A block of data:
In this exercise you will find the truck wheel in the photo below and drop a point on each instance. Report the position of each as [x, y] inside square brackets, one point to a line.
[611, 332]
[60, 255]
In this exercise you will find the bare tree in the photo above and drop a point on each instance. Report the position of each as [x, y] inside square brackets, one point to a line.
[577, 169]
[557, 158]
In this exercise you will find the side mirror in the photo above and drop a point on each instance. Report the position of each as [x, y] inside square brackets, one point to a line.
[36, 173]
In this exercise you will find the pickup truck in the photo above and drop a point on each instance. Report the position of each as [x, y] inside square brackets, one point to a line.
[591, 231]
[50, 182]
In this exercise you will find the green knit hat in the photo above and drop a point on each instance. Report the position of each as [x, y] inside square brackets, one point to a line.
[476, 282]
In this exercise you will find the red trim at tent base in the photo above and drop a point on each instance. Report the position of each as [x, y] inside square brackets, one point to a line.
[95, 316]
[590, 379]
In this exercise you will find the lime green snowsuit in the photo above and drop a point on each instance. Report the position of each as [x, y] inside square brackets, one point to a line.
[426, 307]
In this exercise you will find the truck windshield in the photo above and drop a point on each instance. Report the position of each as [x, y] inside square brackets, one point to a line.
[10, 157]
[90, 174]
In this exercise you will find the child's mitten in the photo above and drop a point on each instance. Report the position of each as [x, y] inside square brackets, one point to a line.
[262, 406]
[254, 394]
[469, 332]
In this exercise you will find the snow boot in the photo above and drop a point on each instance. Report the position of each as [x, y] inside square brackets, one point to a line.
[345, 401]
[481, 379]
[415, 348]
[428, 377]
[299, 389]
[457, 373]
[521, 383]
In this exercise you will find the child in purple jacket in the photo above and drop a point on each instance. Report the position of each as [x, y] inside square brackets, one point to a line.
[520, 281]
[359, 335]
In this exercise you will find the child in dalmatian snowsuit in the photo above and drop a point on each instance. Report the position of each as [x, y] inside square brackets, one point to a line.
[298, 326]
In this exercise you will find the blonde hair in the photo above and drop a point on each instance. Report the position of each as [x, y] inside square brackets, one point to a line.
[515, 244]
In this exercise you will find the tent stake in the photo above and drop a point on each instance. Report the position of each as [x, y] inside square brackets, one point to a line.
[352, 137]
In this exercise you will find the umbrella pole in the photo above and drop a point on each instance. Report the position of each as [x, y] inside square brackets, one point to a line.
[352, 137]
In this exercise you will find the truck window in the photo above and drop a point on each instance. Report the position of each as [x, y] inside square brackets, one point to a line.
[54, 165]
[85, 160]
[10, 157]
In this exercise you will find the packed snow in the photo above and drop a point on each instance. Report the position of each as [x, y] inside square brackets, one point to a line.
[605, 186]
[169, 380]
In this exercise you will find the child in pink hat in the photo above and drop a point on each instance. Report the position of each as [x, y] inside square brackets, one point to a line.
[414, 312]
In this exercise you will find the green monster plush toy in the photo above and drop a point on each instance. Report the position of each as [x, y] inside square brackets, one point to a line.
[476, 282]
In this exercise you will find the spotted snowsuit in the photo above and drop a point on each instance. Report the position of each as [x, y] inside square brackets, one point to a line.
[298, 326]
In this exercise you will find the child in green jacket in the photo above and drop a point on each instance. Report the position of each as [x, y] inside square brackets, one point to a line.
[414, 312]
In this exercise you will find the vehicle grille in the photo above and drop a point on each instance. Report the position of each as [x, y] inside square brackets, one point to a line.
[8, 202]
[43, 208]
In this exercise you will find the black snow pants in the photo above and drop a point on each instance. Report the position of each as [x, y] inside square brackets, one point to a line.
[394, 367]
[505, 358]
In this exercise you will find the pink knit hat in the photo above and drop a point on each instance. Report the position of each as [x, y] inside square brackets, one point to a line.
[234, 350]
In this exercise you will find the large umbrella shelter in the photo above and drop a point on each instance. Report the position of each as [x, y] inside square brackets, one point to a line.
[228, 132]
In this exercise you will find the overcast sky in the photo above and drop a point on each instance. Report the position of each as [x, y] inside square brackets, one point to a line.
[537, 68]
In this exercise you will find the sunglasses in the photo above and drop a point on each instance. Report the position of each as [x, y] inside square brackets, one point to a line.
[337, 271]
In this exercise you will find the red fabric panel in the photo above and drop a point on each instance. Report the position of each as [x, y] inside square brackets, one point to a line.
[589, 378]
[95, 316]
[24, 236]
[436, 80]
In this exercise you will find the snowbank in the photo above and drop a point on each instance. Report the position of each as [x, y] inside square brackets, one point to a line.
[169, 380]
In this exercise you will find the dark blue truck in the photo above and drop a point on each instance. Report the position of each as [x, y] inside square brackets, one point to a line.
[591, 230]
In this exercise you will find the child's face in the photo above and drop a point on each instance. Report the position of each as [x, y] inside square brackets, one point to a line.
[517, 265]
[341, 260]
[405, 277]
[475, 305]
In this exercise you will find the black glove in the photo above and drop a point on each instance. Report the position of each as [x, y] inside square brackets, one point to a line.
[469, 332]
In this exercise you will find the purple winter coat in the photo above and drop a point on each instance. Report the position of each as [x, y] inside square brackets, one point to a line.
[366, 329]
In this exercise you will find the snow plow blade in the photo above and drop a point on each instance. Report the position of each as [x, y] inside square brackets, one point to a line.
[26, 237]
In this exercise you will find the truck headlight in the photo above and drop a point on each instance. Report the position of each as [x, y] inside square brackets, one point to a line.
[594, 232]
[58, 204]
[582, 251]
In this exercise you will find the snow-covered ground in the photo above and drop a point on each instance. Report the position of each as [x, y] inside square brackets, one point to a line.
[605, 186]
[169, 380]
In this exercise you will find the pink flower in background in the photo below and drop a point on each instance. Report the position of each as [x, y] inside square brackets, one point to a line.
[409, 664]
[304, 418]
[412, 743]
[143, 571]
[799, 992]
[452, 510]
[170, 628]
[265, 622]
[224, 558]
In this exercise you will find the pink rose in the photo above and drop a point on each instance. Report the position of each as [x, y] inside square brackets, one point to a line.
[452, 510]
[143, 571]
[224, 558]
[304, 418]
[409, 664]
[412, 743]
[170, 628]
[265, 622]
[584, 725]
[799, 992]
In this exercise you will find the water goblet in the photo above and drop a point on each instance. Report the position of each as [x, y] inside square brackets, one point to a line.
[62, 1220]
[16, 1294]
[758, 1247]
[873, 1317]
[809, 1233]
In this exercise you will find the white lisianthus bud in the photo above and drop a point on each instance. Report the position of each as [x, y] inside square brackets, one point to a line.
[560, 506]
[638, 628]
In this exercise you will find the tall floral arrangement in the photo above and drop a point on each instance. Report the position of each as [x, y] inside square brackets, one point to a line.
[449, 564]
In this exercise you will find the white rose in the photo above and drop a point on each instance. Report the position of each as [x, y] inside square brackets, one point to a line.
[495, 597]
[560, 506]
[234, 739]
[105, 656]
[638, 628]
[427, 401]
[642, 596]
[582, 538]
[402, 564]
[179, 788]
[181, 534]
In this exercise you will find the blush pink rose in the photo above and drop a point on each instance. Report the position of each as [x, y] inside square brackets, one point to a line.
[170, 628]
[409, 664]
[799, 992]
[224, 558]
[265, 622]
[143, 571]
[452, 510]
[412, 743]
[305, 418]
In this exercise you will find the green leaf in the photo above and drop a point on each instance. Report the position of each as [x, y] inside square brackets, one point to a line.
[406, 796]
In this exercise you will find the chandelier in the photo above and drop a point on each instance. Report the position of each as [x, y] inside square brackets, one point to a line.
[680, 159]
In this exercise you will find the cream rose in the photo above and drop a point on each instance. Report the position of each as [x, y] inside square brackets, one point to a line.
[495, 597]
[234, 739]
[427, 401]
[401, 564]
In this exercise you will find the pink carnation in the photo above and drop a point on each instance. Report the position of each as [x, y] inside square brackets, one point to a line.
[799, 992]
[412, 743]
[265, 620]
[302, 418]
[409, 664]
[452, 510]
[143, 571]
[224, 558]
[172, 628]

■ Task to carry out
Put everything from the line containing "In this exercise you will find the cream" down to the final line of the block of data into a numbered list, leaving out any blank lines.

■ Full output
1. In this exercise you will find the cream rose in the photo above and drop a point on each instance. Report the position of each as [x, y] inside square brackets, one point to a line.
2. [495, 597]
3. [234, 739]
4. [427, 401]
5. [401, 564]
6. In this exercise you will find the pink carnation in the photo above and drop a point on each instance. Report the position of each as [x, y] inside square brackets, one point to a line.
7. [799, 992]
8. [412, 743]
9. [265, 620]
10. [302, 418]
11. [409, 664]
12. [452, 510]
13. [143, 571]
14. [224, 558]
15. [172, 628]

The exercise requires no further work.